··· Data

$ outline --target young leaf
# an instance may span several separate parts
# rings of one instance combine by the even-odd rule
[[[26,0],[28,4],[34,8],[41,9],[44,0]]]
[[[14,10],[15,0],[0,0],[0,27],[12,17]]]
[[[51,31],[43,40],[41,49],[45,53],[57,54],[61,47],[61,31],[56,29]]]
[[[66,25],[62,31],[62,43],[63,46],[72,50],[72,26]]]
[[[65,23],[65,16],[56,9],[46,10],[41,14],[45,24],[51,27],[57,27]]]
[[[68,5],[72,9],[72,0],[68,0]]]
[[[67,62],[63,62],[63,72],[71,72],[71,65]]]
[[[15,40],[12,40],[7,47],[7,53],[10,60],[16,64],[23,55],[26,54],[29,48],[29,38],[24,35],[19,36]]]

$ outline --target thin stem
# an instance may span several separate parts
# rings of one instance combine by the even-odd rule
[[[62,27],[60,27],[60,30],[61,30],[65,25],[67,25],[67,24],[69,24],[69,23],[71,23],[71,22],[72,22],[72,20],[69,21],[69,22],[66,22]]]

······
··· Data

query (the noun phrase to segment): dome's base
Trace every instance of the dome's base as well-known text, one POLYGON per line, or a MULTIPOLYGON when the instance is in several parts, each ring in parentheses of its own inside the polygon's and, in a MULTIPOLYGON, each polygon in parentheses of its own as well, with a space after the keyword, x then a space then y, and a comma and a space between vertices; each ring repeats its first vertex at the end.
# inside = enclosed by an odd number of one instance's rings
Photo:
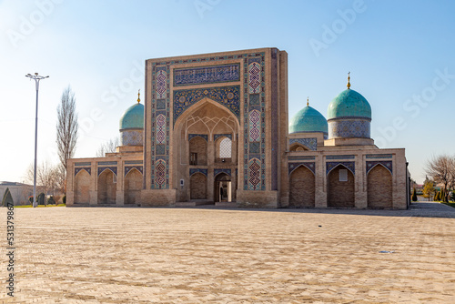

······
··· Data

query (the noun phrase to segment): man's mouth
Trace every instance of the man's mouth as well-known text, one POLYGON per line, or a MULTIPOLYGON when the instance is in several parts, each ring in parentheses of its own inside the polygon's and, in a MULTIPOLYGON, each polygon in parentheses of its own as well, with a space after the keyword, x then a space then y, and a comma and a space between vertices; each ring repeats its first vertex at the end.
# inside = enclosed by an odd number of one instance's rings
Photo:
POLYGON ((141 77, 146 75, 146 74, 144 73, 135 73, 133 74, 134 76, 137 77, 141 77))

······

Work to be completed: Update the records beginning at the line that has "query (the noun phrase to segment): man's" and stopping after the line that has "POLYGON ((141 77, 146". Replace "mouth" with "lips" and leave everything else unchanged.

Answer for the task:
query (the noun phrase to segment): man's lips
Trace every instance of the man's lips as well-known text, one POLYGON per line, or a MULTIPOLYGON when the instance is in several parts, each ring in parentheses of its own inside the polygon's and, in a MULTIPOLYGON, each polygon in parentheses of its own as well, with a space after the keyword, x then a space then y, and a comma and a space between vertices; each ring repeats its first vertex at the end.
# inside = enclosed by an odd number of one instance's rings
Photo:
POLYGON ((141 77, 146 75, 146 74, 144 73, 135 73, 133 74, 134 76, 137 77, 141 77))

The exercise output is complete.